> **STUDY TEXT**

┌────────

Chair of Session 3
Professor David A van Dyk, Imperial College London, UK
Distilling natural laws from experimental data: from particle physics to computational biology
Professor Hod Lipson, Cornell University, USA
Can machines discover scientific laws automatically? For centuries, scientists have attempted to identify and document analytical laws that underlie physical phenomena in nature. Despite the prevalence of computing power, the process of finding natural laws and their corresponding equations has resisted automation. This talk will outline a series of recent research projects, starting with self-reflecting robotic systems, and ending with machines that can formulate hypotheses, design experiments, and interpret the results, to discover new scientific laws. While the computer can discover new laws, will we still understand them? Our ability to have insight into science may not keep pace with the rate and complexity of automatically-generated discoveries. Are we entering a post-singularity scientific age, where computers not only discover new science, but now also need to find ways to explain it in a way that humans can understand? We will see examples from art to architecture, from psychology to cosmology, from big science to small science.
Model-based machine learning
Professor Christopher Bishop FREng, Microsoft Research Cambridge
Traditional machine learning is characterised by a bewildering variety of techniques, such as logistic regression, support vector machines, neural networks, Kalman filters, and many others, as well as numerous variants of these. Each has its own merits, and each has its own associated algorithms for fitting adjustable parameters to a training data set. Selecting an appropriate technique can be difficult, and adapting it to a specific application requires detailed understanding of that technique and involves corresponding modifications to the source code.

└────────

> **DATA LISTING**

┌────────

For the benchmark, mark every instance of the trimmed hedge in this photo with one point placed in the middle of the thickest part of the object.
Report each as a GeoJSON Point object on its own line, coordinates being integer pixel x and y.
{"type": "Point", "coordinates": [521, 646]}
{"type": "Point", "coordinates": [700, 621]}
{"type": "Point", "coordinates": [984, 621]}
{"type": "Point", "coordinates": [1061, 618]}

└────────
┌────────

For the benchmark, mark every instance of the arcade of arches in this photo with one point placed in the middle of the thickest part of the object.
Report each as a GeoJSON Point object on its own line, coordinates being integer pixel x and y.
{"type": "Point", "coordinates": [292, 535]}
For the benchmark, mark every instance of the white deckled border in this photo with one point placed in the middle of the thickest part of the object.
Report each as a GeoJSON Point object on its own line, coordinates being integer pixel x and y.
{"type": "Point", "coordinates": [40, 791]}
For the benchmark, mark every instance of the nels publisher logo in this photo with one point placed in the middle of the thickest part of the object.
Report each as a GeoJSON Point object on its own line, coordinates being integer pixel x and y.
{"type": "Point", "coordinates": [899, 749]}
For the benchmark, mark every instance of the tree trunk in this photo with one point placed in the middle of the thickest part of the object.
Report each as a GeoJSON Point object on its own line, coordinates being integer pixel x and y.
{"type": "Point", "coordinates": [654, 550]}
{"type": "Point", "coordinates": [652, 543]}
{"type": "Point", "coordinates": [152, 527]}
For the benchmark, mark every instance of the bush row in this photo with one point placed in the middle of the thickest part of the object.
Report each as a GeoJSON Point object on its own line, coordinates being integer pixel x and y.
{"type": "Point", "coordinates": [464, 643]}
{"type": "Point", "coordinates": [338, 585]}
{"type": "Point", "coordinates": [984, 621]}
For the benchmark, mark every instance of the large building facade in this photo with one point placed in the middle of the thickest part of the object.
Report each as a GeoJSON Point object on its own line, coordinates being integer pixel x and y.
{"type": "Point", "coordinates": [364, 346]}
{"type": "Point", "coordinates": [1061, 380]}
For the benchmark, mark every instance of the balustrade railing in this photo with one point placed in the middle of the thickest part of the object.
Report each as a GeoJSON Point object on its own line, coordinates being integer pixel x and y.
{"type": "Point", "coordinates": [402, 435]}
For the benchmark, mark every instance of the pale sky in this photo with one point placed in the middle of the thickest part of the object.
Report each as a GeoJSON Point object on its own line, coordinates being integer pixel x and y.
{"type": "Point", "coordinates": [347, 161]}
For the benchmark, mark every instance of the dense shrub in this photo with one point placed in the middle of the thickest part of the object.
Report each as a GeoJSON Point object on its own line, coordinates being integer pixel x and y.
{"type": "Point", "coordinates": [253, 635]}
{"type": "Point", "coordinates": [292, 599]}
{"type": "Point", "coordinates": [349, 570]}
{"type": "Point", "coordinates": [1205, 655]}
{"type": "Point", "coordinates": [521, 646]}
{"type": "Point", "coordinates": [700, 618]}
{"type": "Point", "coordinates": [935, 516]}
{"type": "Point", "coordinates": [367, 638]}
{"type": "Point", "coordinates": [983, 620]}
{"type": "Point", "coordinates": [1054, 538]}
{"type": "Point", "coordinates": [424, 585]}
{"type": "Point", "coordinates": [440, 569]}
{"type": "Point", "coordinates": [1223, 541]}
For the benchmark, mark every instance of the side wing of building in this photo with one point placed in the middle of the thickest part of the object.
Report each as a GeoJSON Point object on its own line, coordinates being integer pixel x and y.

└────────

> **WHAT THIS EXERCISE ASKS**
[a] Duplicate the part of the session listing starting with "Model-based machine learning" and going on through "the source code.".
[b] Answer these questions from the session listing:
(i) Which institution is the chair of Session 3 from?
(ii) What kind of robotic systems does the series of research projects in the first talk start with?
(iii) Which organization is Professor Christopher Bishop listed with?
Nothing in the data is needed for this work.

> **ANSWERS BELOW**
[a]
Model-based machine learning
Professor Christopher Bishop FREng, Microsoft Research Cambridge
Traditional machine learning is characterised by a bewildering variety of techniques, such as logistic regression, support vector machines, neural networks, Kalman filters, and many others, as well as numerous variants of these. Each has its own merits, and each has its own associated algorithms for fitting adjustable parameters to a training data set. Selecting an appropriate technique can be difficult, and adapting it to a specific application requires detailed understanding of that technique and involves corresponding modifications to the source code.

[b]
(i) Imperial College London, UK
(ii) Self-reflecting robotic systems
(iii) Microsoft Research Cambridge